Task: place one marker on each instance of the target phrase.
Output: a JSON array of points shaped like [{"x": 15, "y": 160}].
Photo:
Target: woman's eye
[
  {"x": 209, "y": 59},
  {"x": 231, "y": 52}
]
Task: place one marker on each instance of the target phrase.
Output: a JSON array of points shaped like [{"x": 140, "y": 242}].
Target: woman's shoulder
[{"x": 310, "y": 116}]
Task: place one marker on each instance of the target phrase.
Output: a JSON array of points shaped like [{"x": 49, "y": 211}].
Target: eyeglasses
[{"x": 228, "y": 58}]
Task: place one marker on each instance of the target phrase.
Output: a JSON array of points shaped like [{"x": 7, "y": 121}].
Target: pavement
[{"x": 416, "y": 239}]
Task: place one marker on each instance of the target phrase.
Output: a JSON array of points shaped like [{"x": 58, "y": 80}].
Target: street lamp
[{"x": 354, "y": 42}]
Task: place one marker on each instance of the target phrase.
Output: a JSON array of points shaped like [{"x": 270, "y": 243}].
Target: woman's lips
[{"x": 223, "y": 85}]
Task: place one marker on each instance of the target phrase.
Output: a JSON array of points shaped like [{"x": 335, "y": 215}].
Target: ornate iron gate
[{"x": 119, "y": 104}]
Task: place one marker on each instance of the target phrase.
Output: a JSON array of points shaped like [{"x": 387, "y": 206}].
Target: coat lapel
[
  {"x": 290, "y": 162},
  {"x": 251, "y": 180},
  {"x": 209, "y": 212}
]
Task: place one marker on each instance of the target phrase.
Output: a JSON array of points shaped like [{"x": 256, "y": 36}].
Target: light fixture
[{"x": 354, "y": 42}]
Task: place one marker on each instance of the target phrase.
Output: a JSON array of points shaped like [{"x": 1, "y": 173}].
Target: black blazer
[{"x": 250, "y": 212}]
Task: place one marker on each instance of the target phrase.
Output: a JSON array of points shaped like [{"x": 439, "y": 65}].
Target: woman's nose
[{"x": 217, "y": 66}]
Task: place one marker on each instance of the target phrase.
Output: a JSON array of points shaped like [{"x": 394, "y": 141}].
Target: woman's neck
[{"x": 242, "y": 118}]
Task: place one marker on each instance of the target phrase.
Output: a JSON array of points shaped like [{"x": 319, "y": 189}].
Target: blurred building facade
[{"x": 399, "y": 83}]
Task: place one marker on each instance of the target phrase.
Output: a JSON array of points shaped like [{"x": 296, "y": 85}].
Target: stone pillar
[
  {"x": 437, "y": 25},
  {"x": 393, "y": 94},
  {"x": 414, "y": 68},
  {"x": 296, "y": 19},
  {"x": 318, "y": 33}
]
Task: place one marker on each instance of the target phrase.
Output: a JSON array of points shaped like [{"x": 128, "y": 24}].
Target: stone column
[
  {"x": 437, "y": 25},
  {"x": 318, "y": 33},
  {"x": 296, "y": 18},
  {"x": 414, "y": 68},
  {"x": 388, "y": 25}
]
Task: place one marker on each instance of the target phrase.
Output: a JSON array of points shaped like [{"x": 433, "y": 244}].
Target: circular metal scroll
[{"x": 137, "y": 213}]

#####

Task brief – Exact reproduction of the whole material is the required answer.

Solved exercise –
Task: place one marker on each instance of the target phrase.
Output: a JSON array of points shaped like [{"x": 15, "y": 160}].
Photo:
Target: woman's eye
[
  {"x": 209, "y": 59},
  {"x": 231, "y": 52}
]
Task: place one marker on each instance of the target phrase.
Output: a JSON array of points shaped like [{"x": 140, "y": 242}].
Target: woman's shoulder
[{"x": 310, "y": 116}]
Task: place one marker on each instance of the target phrase.
Output: a JSON array of points shaped like [{"x": 49, "y": 211}].
Target: eyeglasses
[{"x": 228, "y": 58}]
Task: place one marker on each instance of the target phrase.
Output: a JSON array of points shaped like [{"x": 7, "y": 121}].
Target: pavement
[{"x": 416, "y": 239}]
Task: place one marker on each instance of the target phrase.
Output: a JSON array of points shaped like [{"x": 58, "y": 80}].
Target: street lamp
[{"x": 354, "y": 42}]
Task: place one marker on each instance of the target phrase.
Output: a JSON array of points shaped like [{"x": 270, "y": 243}].
Target: woman's lips
[{"x": 223, "y": 85}]
Task: place one marker on each instance of the target phrase.
Output: a JSON array of points shaped like [{"x": 335, "y": 215}].
Target: ornate iron gate
[{"x": 119, "y": 104}]
Task: place one marker on each instance of the target phrase.
Output: a JSON array of points shaped like [{"x": 387, "y": 206}].
Target: coat lapel
[
  {"x": 290, "y": 162},
  {"x": 251, "y": 180},
  {"x": 209, "y": 212}
]
Task: place one marker on each instance of the target phrase.
Output: a JSON array of points shaped like [{"x": 256, "y": 36}].
Target: light fixture
[{"x": 354, "y": 42}]
Task: place one marker on each instance of the target phrase.
Output: a JSON array of points shaped like [{"x": 1, "y": 173}].
Target: black blazer
[{"x": 250, "y": 212}]
Task: place one marker on each instance of the target phrase.
Output: a JSON array of points shaped like [{"x": 439, "y": 65}].
Target: woman's nose
[{"x": 217, "y": 66}]
Task: place one marker on each instance of the target phrase.
Output: a JSON array of points shaped like [{"x": 394, "y": 141}].
Target: woman's neck
[{"x": 242, "y": 118}]
Task: place one marker on each instance of the target phrase.
Output: a JSON array of points shaped like [{"x": 319, "y": 189}].
Target: blurred building facade
[{"x": 399, "y": 83}]
Task: place one marker on each instance of the target phrase.
Output: a JSON array of points shaped like [{"x": 296, "y": 85}].
Target: stone pillar
[
  {"x": 437, "y": 25},
  {"x": 393, "y": 94},
  {"x": 414, "y": 68},
  {"x": 296, "y": 19},
  {"x": 318, "y": 33}
]
Task: place one marker on each instance of the target phrase.
Output: a JSON array of points shaped like [{"x": 128, "y": 24}].
Target: stone column
[
  {"x": 437, "y": 25},
  {"x": 318, "y": 33},
  {"x": 296, "y": 18},
  {"x": 414, "y": 68},
  {"x": 388, "y": 25}
]
Task: place one marker on each instance of the target phrase.
Output: a JSON array of points shaped like [{"x": 433, "y": 244}].
Target: circular metal scroll
[{"x": 137, "y": 213}]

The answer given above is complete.